• Consignes:
1 – Répondez à ces questions à partir du texte sur Palmyre :
(a) Sur quelle distance s'étend la chaîne de colonnes de la cité ?
(b) Quel âge avait le directeur du site décapité ?
(c) Depuis quelle date la cité antique est-elle protégée militairement ?
2 – Rédigez la suite du texte sur Palmyre après sa dernière phrase, s'il vous plaît.

Située sur un oasis, la cité antique de Palmyre est célèbre pour ses ruines monumentales. On retrouve des mentions d’elle datant d’il y a également 2 000 ans avant Jésus-Christ. Sa position stratégique en pleine route commerciale utilisée par les caravaniers en a fait un lieu témoin de plusieurs civilisations notamment romaine à partir de la moitié du Ier siècle après Jésus-Christ. La cité est marquée par une chaîne de colonnes s’établissant sur près d’un kilomètre.

La prise de Palmyre par les terroristes de l'Etat islamique avait suscité l'émotion à travers le monde en mai 2015. Les images de destructions des vestiges antiques ainsi que la décapitation de Kaled Al-Assad, directeur du site âgé de 82 ans, avaient choqué. Depuis le 27 mars et la victoire de l'armée syrienne appuyée par l'aviation russe, la cité antique est protégée militairement.

• Données extraites:
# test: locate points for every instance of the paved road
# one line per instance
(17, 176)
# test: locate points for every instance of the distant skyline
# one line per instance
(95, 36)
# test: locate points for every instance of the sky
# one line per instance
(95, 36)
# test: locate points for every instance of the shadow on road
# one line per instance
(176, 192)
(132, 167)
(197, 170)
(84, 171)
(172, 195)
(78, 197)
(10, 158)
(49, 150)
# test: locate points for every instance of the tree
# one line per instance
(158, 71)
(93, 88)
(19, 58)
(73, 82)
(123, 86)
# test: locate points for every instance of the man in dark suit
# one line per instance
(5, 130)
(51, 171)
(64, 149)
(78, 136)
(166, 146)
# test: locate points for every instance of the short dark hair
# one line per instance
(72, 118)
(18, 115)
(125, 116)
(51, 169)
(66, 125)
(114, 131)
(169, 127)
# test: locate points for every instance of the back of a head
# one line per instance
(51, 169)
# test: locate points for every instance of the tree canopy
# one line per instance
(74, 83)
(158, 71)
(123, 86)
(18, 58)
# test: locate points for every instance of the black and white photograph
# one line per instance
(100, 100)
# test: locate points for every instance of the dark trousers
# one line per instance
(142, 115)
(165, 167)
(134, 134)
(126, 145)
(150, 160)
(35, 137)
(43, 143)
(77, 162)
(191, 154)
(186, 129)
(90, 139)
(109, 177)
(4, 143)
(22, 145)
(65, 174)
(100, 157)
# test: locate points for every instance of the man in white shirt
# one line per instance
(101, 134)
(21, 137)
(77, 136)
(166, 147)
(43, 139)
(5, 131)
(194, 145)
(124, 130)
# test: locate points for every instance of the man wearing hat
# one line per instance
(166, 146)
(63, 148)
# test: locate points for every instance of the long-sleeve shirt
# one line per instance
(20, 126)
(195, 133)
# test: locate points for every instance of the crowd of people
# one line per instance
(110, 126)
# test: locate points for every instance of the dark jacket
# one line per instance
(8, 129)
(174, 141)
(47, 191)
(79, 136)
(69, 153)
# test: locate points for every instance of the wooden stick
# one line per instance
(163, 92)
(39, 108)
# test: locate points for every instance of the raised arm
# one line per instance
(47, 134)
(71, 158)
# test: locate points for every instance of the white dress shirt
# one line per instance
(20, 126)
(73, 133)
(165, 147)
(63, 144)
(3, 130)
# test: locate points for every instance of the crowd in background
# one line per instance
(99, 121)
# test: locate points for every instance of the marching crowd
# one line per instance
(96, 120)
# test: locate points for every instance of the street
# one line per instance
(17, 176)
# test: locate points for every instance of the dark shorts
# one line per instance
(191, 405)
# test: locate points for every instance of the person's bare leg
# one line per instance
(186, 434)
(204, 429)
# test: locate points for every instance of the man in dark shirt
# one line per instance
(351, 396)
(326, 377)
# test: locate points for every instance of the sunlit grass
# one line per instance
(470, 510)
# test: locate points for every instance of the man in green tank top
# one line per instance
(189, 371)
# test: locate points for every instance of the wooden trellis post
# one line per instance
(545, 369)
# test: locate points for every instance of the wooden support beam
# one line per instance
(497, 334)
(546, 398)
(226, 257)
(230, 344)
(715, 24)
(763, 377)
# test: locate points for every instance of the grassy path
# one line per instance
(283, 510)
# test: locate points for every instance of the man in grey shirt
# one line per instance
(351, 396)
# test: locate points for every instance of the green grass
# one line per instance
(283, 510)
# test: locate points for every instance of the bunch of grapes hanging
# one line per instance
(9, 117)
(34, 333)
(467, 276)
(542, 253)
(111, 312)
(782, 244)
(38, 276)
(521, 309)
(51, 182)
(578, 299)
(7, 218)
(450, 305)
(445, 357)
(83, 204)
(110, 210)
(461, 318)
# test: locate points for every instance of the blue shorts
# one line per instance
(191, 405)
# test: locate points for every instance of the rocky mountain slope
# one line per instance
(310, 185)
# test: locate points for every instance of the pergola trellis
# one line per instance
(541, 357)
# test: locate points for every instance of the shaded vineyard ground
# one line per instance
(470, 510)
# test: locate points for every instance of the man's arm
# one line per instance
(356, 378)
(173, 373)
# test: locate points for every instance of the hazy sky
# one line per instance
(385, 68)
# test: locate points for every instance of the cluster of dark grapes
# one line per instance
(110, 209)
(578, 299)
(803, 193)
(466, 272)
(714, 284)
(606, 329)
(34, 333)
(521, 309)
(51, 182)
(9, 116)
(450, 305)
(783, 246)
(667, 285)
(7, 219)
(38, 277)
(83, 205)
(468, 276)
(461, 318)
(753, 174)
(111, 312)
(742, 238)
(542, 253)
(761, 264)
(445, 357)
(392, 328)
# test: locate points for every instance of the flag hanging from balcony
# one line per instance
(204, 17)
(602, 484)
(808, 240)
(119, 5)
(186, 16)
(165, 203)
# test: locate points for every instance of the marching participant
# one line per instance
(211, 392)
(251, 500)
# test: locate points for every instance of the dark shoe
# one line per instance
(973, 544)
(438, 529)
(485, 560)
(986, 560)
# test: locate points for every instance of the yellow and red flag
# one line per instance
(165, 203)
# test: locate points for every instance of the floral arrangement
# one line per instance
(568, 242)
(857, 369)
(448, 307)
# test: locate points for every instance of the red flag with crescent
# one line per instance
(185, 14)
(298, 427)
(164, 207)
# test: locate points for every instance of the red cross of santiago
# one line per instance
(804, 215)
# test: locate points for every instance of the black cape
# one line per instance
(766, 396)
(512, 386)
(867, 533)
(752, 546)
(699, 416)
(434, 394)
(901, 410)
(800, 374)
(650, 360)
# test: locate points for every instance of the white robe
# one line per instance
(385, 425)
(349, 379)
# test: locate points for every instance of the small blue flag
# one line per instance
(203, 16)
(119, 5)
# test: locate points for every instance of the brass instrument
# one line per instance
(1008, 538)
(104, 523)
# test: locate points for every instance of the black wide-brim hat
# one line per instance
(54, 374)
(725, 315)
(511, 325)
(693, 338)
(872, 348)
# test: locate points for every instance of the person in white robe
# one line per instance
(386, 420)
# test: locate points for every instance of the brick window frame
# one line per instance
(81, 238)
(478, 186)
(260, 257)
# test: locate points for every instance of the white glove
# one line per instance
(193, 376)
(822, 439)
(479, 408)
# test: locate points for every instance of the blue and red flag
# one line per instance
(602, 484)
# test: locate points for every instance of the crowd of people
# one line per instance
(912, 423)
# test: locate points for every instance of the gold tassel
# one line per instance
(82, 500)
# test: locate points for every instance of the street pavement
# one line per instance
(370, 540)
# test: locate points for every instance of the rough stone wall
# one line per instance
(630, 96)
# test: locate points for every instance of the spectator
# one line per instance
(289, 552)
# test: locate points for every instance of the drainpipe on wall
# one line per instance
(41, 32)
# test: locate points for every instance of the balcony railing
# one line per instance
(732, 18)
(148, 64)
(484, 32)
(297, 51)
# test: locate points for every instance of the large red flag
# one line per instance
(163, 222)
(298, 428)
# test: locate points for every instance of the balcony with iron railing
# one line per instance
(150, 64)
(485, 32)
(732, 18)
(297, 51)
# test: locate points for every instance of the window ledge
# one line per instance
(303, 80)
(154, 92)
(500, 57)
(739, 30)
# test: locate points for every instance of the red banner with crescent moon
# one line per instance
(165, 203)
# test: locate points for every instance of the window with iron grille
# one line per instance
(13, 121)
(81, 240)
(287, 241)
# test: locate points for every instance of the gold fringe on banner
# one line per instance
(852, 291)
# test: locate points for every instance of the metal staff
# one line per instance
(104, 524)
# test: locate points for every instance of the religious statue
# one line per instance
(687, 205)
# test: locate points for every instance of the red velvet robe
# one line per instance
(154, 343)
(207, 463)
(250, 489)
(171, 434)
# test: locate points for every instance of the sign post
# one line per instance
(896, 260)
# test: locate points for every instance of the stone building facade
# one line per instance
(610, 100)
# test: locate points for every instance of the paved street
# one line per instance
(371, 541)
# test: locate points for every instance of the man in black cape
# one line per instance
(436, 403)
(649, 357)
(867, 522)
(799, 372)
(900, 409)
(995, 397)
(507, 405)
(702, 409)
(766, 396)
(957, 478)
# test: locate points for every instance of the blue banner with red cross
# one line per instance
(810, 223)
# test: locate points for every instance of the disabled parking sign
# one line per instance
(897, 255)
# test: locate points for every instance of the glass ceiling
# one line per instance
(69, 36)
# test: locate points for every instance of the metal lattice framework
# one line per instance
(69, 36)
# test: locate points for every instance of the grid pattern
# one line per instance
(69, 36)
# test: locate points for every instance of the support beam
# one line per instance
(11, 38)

• Réponses:
1 –
(a) Sur près d'un kilomètre.
(b) 82 ans.
(c) Depuis le 27 mars.

2 –
Palmyre (Syrie), © Unesco/Ron Van Oers.

Yemen – Shibam

Classé en péril par l'Unesco en 2015.

L’ancienne ville de Shibam et son mur d’enceinte datant du XVIe siècle portent le surnom évocateur de « Manhattan du désert ». La cité a pour particularité ses multiples maisons-tours rectangulaires en briques rouges et blanches. Elle a été classée comme Sanaa patrimoine en péril par l'Unesco en juillet 2015, en répercussion des affrontements entre rebelles chiites et forces pro-gouvernementales.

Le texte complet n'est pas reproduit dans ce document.